Tolong tuliskan lanjutan teks berita tentang politik identitas di bawah ini, dimulai tepat setelah kalimat terakhirnya.

§ **TEKS YANG DIBERIKAN**:

● ● ● ● ● ● ●

Primetime News
Surya Paloh Sebut Efek Samping Politik Identitas Harus Ditekan
MetroTV • 08 Juni 2022 05:30
Jakarta: Pemilihan umum (pemilu) rentan memicu polarisasi. Apalagi jika kontentasi demokrasi menggunakan politik identitas.
Efek polarisasi di masyarakat bisa dirasakan hingga waktu lama dan berbahaya bagi persatuan Indonesia. Hal ini yang membuat Ketua Umum Partai NasDem Surya Paloh khawatir. Apalagi dia melihat ada yang masih memakai strategi ini.
Ketua Umum Partai NasDem Surya Paloh melihat realita politik identitas ini tak bisa dipungkiri. Namun, elite dan tokoh publik memiliki peran untuk menekan efek samping dari beragam polarisasi usai pesta demokrasi.
Berikut perbincangan jurnalis Metro TV Aviani Maliq bersama Surya Paloh dalam program Primetime News pada Selasa, 7 Juni 2022:
Semua anak bangsa harus menjaga marwah dan keberlangsungan negara ini. Namun kita tahu, ketika pemilu terkadang menyisakan residu polarisasi yang begitu kuat sampai berujung pada politik kebencian. Dihindari semua pihak, tapi ternyata diam-diam ada tangan yang juga menggunakan itu.
Apa tanggapan Pak Surya Paloh, terutama melihat kerugian bagi bangsa ini jika ini terus dimainkan?
Kerugian besar, itu yang sejak awal saya tekankan berulang-ulang. Dan saya memahami serta meyakini kalau kita tidak berupaya sungguh sungguh untuk menghindarkan ini, ini akan terjadi lagi. Dan itu sulit. Akan memberikan dampak, yang kita salah-salah, kita bisa sat back mundur ke belakang.
Ketika kita berbeda program menanggapi masalah, katakanlah, pemindahan Ibu Kota. Itu menurut saya wajar-wajar saja. Cepat atau lambat, bangun kesadaran masyarakat akan bisa. Dia akan lihat konsepnya, gagasannya, programnya, kemudian aktualisasi yang berjalan. Akhirnya insyaallah itu akan diterima secara bulat.
Hanya masalah waktu. Secara legal formal sudah ada pengesahannya, sudah ada undang-undangnya.
Tetapi, kalau bicara masalah kita menghadapi pemilu dengan residunya yang potensinya akan besar sekali pembelahan dengan isu-isu politik aliran, identitas, berdasarkan latar belakang agama, latar belakang etnik, saya pikir, ini berbahaya sekali. Ini yang tidak boleh terjadi.

● ● ● ● ● ● ●

§ **Butir Data**:
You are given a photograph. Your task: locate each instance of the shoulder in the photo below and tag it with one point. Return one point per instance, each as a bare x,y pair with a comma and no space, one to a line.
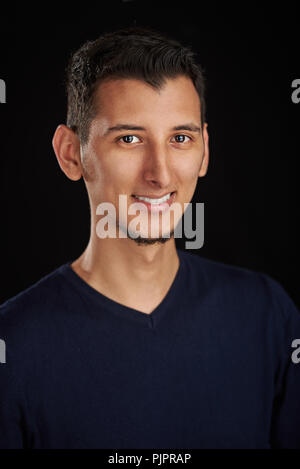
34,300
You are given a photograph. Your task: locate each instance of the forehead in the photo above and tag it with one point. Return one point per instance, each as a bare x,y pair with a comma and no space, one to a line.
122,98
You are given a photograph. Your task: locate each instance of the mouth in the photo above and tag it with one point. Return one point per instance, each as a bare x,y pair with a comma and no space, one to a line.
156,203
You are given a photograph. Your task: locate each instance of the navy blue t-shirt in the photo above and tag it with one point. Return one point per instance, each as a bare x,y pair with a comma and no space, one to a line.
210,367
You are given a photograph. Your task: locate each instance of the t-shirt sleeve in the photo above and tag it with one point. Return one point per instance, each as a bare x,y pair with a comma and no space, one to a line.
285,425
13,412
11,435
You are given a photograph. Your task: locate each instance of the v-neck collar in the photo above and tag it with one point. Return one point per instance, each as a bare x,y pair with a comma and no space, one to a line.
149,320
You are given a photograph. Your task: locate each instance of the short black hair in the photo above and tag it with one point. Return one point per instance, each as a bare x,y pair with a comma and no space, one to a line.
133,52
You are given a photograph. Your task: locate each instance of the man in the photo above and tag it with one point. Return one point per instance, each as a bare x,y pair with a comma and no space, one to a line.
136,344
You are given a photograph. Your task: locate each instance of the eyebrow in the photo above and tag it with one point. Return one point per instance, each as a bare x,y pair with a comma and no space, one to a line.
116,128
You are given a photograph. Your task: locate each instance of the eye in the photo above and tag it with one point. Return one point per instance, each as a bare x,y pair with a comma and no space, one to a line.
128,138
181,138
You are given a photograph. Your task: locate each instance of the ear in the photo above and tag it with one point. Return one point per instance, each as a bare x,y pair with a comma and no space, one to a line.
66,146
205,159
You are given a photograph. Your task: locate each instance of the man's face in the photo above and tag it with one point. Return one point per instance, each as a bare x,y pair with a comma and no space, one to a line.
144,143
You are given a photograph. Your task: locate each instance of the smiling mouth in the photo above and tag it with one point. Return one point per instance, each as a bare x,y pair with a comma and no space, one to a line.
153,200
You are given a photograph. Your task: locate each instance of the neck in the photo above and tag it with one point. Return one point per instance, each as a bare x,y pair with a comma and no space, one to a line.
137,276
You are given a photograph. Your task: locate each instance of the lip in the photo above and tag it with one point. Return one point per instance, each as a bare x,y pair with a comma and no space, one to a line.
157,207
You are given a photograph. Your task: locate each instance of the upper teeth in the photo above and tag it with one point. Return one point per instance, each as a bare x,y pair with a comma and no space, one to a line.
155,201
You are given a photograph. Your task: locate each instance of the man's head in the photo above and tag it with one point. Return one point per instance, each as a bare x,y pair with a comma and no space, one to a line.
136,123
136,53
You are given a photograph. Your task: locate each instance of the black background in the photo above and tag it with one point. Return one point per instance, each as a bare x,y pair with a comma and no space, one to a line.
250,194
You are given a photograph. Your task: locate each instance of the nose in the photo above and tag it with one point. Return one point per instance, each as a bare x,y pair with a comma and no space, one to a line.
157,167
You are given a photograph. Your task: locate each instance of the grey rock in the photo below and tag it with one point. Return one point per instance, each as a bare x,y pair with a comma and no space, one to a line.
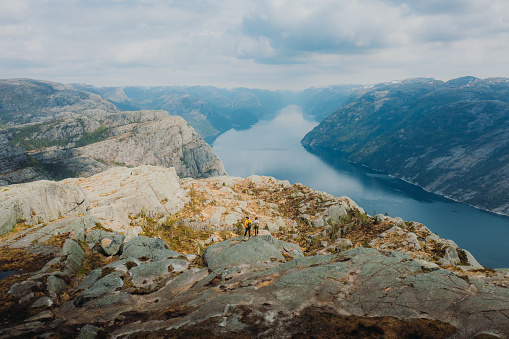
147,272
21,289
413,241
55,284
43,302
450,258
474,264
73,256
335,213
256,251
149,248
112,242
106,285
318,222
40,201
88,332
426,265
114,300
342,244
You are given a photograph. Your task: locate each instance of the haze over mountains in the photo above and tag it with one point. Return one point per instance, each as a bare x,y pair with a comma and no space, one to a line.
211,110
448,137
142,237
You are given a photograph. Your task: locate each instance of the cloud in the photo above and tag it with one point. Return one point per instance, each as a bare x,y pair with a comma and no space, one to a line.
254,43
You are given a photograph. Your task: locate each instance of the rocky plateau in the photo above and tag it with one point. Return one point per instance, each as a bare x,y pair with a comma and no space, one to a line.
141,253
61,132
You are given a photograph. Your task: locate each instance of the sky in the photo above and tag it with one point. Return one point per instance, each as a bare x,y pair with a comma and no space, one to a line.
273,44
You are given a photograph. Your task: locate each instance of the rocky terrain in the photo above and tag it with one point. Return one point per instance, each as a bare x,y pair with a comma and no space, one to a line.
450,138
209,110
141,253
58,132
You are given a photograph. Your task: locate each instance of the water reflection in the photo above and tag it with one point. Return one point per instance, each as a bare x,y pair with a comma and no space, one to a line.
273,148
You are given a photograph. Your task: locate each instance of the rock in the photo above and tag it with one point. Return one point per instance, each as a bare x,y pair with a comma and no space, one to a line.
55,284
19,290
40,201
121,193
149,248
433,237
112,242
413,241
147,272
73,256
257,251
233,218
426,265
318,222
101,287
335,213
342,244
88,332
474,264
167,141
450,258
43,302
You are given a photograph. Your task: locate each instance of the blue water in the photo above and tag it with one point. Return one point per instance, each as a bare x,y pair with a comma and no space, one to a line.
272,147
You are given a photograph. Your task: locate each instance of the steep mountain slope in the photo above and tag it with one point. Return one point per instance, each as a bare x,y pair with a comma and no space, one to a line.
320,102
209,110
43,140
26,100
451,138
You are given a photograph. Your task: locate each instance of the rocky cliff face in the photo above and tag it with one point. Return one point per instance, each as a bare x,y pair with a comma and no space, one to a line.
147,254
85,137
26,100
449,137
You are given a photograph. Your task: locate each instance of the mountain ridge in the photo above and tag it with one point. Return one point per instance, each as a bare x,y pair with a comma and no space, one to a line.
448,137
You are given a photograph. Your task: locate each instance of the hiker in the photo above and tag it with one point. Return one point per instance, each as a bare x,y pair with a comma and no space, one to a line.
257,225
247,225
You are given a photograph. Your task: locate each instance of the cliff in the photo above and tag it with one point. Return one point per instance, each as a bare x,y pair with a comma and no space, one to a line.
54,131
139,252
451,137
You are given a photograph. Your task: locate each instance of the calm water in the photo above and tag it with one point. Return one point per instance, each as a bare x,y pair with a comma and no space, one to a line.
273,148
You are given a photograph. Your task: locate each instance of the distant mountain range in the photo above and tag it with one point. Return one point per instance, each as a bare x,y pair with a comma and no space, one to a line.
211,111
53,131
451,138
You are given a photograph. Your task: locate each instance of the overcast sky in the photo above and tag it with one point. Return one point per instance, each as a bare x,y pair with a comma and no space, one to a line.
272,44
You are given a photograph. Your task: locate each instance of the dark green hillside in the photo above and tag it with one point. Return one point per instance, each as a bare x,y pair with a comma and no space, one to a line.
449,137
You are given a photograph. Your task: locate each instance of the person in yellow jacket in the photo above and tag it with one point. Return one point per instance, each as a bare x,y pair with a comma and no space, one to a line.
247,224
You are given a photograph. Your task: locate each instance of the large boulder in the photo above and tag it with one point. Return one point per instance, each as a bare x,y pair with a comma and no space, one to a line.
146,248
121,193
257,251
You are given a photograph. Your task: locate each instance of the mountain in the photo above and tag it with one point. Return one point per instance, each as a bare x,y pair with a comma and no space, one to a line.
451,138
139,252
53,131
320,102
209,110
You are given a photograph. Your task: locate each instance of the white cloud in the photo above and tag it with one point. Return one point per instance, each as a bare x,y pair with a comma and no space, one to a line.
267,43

● ● ● ● ● ● ●

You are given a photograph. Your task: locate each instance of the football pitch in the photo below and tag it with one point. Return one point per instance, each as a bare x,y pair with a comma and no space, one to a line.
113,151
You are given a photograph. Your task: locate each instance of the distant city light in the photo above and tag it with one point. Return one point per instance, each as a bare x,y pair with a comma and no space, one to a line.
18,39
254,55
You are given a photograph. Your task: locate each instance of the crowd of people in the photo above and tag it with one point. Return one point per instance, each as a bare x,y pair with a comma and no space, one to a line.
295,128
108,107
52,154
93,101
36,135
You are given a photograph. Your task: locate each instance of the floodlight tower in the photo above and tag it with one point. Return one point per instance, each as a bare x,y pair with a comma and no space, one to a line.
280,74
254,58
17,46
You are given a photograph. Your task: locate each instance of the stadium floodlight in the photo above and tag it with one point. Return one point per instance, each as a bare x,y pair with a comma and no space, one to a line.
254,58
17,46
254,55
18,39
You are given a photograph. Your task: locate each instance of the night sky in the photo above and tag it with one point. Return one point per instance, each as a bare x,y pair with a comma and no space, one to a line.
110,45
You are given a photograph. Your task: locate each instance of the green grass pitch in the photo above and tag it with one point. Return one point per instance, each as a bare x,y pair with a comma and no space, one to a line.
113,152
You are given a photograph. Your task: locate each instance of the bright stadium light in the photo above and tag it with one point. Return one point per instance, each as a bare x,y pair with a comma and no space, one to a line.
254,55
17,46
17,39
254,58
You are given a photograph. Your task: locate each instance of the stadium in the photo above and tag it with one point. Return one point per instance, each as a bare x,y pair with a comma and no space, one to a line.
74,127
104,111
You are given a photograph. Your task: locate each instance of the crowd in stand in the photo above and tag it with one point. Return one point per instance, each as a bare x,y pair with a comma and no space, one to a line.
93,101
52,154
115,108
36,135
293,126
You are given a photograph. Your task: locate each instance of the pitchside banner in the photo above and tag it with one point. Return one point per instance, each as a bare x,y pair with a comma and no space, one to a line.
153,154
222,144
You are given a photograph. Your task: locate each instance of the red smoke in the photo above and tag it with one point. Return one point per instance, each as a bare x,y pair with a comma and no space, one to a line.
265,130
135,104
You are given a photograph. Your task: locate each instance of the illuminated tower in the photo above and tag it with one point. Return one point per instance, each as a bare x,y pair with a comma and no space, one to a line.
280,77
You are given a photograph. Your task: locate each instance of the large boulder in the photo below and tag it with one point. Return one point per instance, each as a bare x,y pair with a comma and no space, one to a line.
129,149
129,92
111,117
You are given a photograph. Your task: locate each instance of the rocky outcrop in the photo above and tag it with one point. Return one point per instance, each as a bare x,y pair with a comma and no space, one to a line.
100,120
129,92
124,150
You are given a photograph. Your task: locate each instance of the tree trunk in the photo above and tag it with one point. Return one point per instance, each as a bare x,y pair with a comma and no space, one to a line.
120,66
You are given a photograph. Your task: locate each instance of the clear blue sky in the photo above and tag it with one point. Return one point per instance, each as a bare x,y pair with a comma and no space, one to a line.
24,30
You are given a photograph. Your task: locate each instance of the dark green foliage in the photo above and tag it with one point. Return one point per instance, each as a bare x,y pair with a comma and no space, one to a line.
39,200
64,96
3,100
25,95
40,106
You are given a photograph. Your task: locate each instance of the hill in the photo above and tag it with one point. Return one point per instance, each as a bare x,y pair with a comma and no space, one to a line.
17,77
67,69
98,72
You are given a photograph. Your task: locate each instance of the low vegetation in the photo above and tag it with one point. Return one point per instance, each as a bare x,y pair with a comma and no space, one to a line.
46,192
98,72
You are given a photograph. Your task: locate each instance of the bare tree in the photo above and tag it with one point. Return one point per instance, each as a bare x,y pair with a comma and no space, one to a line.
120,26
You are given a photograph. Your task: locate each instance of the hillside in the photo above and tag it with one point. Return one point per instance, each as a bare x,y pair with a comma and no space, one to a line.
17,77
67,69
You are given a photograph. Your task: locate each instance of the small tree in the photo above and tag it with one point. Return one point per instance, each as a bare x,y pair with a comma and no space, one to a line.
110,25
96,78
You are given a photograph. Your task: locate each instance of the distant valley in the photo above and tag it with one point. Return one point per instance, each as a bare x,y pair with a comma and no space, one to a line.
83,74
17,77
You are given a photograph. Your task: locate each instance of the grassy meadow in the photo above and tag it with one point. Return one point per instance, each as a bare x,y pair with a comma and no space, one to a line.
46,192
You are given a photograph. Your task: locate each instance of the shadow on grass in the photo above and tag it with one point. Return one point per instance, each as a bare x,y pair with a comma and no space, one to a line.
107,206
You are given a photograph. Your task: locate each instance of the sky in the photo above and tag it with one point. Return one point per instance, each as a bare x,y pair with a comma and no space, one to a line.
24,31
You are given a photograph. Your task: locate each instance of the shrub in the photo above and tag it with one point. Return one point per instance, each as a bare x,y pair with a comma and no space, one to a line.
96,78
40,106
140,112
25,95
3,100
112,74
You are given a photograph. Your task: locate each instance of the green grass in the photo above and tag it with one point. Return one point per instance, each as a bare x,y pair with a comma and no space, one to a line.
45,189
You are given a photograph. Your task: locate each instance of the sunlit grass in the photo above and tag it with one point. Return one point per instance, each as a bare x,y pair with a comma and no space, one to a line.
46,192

● ● ● ● ● ● ●

§ **JAWABAN TERTULIS**:
Kita tidak boleh memberikan ruang tempat untuk hal seperti ini. Tetapi tidak hanya bisa sekedar bilang begitu atau menghardiknya. Itu jelek. Kita pikirkan apa upaya sebenarnya yang memungkinkan dengan membangun kesadaran masyarakat kita, yang bercampur aduk sedemikian rupa.
Baca: Surya Paloh: Pemilu 2024 Momentum Membangun Kesadaran Publik
Ada yang tetap dengan kesadaran yang saya katakan tadi, jauh lebih baik. Ada yang barangkali sedang dalam proses memahami. Ada yang tidak peduli. Ada yang memang dengan sengaja supaya itu akan terjadi.
Ini beraneka ragam dengan mindset yang ada di tengah-tengah kehidupan realita masyarakat kita. Di sinilah peran para pemimpin, para elite.
Kehadiran negara harus tetap ada dengan semua otoritas yang mereka miliki. Tetapi tidak cukup hanya pemerintah. Pemuka masyarakat, pemuka agama, itu tidak kalah penting.
Pemuka institusi-institusi partai yang punya hak privilege yang begitu hebat, yang diberikan undang-undang kita. Di sinilah saya katakan, revisi yang pertama, yang paling efektif untuk bangsa kita, yang masih paternalistik seperti ini, hadirnya para pemimpin. Hadirnya para pemuka masyarakat, para elit untuk memberikan keteladanan.
Ketika para elitnya lebih bisa dekat komunikasi silaturahminya, dia bisa membawa suasana itu dengan lebih nyaman. Saya yakin masyarakat akan lihat contoh itu. Mereka akan lihat satu keteladanan yang positif. Dan Insyaallah, kita akan terhindar dari pikiran-pikiran dan praktik-praktik konsekuensi yang merugikan kita bersama.
Sebaliknya, ketika para elit ini tidak memberikan contoh ke sana, dia hanya memenangkan untuk kepentingan dirinya sendiri, kepentingan partainya, belum melihat secara komprehensif kepentingan nasional.
Ini ada politik aliran. Suka tidak suka, memang ada. Tapi bagaimana kita minimized. Politik identitas, kita suka tidak suka, memang ada. Jangan kita bilang tidak ada.
Makanya, kita cari akal bagaimana me-minimized ini, mengecilkan ini. Membangun kesadaran ini kita Indonesia. Muslim, non-muslim, ini satu dalam semangat pluralisme. Jawa, non-Jawa, satu dalam semangat kebangsaan.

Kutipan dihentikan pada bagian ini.